[[ EXTRACTED MATERIAL open ]]

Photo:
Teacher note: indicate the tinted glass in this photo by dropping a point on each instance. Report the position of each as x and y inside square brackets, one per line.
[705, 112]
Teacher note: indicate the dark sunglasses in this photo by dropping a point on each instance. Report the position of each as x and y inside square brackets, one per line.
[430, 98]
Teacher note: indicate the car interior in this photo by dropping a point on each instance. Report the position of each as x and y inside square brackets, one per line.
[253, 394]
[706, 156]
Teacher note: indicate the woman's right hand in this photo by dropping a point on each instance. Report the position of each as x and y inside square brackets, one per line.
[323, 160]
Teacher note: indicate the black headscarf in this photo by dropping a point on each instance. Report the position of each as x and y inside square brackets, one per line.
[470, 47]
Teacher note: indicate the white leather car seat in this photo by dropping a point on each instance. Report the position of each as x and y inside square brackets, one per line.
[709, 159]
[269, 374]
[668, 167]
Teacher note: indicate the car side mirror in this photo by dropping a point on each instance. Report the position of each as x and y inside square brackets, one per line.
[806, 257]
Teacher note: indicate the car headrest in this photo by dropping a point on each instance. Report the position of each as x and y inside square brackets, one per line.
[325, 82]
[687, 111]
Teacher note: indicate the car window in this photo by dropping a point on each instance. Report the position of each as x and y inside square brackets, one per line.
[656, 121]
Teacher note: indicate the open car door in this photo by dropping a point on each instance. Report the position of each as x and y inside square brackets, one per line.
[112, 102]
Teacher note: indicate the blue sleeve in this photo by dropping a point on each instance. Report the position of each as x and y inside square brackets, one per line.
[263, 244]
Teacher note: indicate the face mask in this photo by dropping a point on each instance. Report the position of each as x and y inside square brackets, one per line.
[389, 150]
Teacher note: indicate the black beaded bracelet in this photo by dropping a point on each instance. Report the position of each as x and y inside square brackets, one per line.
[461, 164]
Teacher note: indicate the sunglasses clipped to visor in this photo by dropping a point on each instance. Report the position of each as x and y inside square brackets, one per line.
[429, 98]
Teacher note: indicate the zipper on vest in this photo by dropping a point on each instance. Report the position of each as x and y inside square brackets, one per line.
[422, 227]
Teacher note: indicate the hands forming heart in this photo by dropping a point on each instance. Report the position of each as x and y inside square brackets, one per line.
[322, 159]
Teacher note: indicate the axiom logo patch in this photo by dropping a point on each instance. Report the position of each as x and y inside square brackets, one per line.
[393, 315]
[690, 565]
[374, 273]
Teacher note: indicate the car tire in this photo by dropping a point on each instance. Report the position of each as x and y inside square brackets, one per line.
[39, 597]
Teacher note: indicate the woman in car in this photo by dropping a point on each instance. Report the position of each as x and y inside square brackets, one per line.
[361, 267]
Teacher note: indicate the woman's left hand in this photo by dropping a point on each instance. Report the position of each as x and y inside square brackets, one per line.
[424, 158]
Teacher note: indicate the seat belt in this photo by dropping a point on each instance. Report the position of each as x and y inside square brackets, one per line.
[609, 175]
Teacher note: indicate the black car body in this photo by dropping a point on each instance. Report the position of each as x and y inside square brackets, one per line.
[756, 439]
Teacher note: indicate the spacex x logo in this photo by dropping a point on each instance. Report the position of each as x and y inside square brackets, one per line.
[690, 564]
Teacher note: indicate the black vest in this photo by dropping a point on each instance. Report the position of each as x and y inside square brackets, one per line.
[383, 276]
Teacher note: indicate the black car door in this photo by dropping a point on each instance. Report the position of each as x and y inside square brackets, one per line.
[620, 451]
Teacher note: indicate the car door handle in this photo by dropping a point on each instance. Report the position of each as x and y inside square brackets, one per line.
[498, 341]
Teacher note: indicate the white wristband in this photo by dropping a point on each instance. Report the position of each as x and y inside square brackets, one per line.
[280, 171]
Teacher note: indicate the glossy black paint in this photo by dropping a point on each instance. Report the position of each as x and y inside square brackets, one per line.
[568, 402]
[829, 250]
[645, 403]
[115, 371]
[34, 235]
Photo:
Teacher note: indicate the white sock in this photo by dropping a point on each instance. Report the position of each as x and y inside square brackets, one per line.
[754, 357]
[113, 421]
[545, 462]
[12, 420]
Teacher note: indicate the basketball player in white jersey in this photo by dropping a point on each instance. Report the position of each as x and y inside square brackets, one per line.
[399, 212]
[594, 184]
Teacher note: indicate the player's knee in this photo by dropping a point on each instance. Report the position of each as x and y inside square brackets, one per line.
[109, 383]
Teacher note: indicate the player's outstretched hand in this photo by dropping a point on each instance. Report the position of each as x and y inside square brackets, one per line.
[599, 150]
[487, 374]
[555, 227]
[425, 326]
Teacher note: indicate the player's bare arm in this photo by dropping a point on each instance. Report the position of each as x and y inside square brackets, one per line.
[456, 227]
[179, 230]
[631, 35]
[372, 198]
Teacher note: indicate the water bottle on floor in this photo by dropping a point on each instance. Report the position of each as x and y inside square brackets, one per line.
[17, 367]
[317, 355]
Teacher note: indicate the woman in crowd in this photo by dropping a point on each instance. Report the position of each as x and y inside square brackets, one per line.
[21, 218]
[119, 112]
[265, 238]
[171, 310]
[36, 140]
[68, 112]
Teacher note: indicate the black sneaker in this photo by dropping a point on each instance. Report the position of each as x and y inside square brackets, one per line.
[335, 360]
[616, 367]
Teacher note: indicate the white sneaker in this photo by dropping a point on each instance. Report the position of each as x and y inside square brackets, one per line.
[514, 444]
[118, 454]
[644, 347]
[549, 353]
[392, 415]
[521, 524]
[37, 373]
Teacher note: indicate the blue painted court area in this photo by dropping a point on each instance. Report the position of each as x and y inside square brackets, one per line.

[[ EXTRACTED MATERIAL closed ]]

_YOUR INSTRUCTIONS_:
Copy each entry exactly, with nothing added or dropped.

_TASK RESULT_:
Photo:
Teacher note: indicate the tinted glass in this photo by dropping a point on each instance. Report the position of each as x and y inside square brackets, one per line.
[705, 112]
Teacher note: indicate the dark sunglasses in this photo by dropping a point on each instance. Report the position of each as x and y inside square brackets, one per line.
[430, 98]
Teacher note: indicate the car interior in this photo by dropping a point on each instance. Report the position of each as x and y inside square brackets, one per line.
[253, 394]
[706, 156]
Teacher note: indicate the woman's right hand in this photo by dropping a point on each instance. Report the position of each as x and y inside square brackets, one per line.
[323, 160]
Teacher note: indicate the black headscarf in this photo by dropping a point on each instance. Report the position of each as x and y inside square brackets, one per line.
[470, 47]
Teacher note: indicate the white leather car seat in this photo by dropping a point on each instance. Report the position of each as x and y inside square brackets, one per line.
[709, 159]
[269, 374]
[668, 167]
Teacher note: indicate the car side mirror in this photo by dropping a point on each instance. Report the position of each as x and y inside square brackets, one per line.
[806, 257]
Teacher note: indicate the car headrest in this photo by dropping a point on each instance. Report the position of each as x and y inside square brackets, one per line.
[325, 82]
[687, 111]
Teacher note: indicate the car window in this photo by dropping a point on each instance. Report the position of each as x and y inside square brackets, one per line.
[656, 121]
Teacher note: indicate the open car door in this photo by dropping a point on each instance. Report the position of each as x and y inside square brackets, one per line.
[112, 102]
Teacher note: indicate the blue sleeve in this photo by dropping a point on each instance. Report the position of each as x and y inside square brackets, one per line.
[263, 244]
Teacher note: indicate the face mask in this photo by dropping a point on each instance. Report the position of each as x and y inside square brackets, one per line.
[389, 150]
Teacher note: indicate the black beaded bracelet in this photo by dropping a point on each instance. Report the position of each as x and y inside square brackets, one per line.
[461, 164]
Teacher note: indicate the sunglasses clipped to visor in this photo by dropping a point on each instance. Report the position of each as x and y inside square brackets, one per line.
[429, 98]
Teacher note: indicate the zipper on vest in this photo by dropping a point on each instance. Report the position of each as x and y inside square brackets, one per line.
[422, 227]
Teacher note: indicate the hands forming heart in this photo by dropping a point on each instance. Report the position of each as x and y inside square brackets, one per line.
[322, 159]
Teacher note: indicate the axiom logo patch in this photo by dropping a point on each instance. Report the position of each as x and y inside square brackets, one per line.
[393, 315]
[690, 565]
[374, 273]
Teacher note: indicate the car tire in this photo by dropping a point on each instance. Report the position of each as x and y inside square brackets, one per line.
[39, 597]
Teacher note: indicate the woman in car in this photo by dropping a point on each instance. Report the position of each as x and y inside square brackets, one per line.
[361, 267]
Teacher note: indicate the woman's left hand in this photo by dropping a point on each instance. Report the position of each as x and y inside square brackets, one per line.
[424, 158]
Teacher note: indicate the seat belt in this photo by dropping a point on each instance. Report the position of each as x and y inside square brackets, one per line.
[609, 175]
Teacher note: indicate the black car body in this photo by dropping a point on each instance. Report the position of each as x and y inside square brackets, one per line.
[756, 439]
Teacher note: indicate the spacex x logo in this photo by dropping a point on each instance. Report the position of each as x and y inside square brackets, one per line.
[690, 564]
Teacher note: indicate the black vest in this photo by dropping a point on each instance. Report the position of each as x and y inside square brackets, one per line.
[383, 276]
Teacher note: indicate the black car door in this photo by dropping a point on each instance. Report the position of each as x and y inside square brackets, one per line.
[620, 451]
Teacher note: indicate the car door handle in this photo by dropping a point on each instance. Report the position of each as x and y inside square brackets, one per line.
[498, 341]
Teacher note: indicate the white wristband in this photo by dropping a point on each instance. Report the position of each as x and y inside square brackets, one per line.
[280, 171]
Teacher note: indicate the glossy black paint in this photo by dropping a point on each instance. Report the position of each as x and y inside square brackets, one per line.
[568, 402]
[829, 250]
[645, 403]
[115, 371]
[34, 235]
Photo:
Teacher note: indicate the white sock in this photo by dropping a point on each instance. Report the position of each as x and y inside square brackets, one per line.
[754, 357]
[113, 421]
[545, 462]
[12, 420]
Teacher note: indicate the basketball player in white jersey in this photo by dropping a point on each instance. Report the position of each as x and y inside square brackets, one per line.
[399, 212]
[594, 184]
Teacher note: indicate the player's knee in this photo by dropping a point on each instance. Report the position of each as x and y inside square brackets, one per line.
[109, 383]
Teacher note: indicate the player's outstretched hand in this photo by dropping a point on each instance. Report the position of each as x and y inside square brackets, one per line.
[599, 150]
[487, 374]
[555, 227]
[425, 326]
Teacher note: indicate the player's bare arm in this photo by dropping a point on each instance. Report the position of each as x and y inside square brackets, one per line.
[456, 227]
[179, 230]
[631, 35]
[372, 198]
Teacher note: indicate the water bottle on floor in this photo by dropping a point on each instance. Report the position of each as x and y inside square brackets, one per line.
[17, 367]
[317, 355]
Teacher note: indicate the woman in crowd in this photo by dropping a point on each instance. Report the position of each as x and y inside square brackets, one per line.
[21, 218]
[119, 112]
[265, 238]
[171, 310]
[36, 140]
[68, 112]
Teacher note: indicate the black sneaker in this photo by dropping a point on each instance. Report the position of each as x and y inside square brackets, one per line.
[335, 360]
[616, 367]
Teacher note: indicate the white sneaker in this photo by dropping a point on each instance. Report the position of each as x and y inside square brackets, one per line.
[514, 444]
[118, 454]
[644, 347]
[549, 353]
[392, 415]
[521, 524]
[37, 373]
Teacher note: indicate the blue painted court area in this photo by dropping a point on each instance. Report the position of each as x and y inside square brackets, one per line.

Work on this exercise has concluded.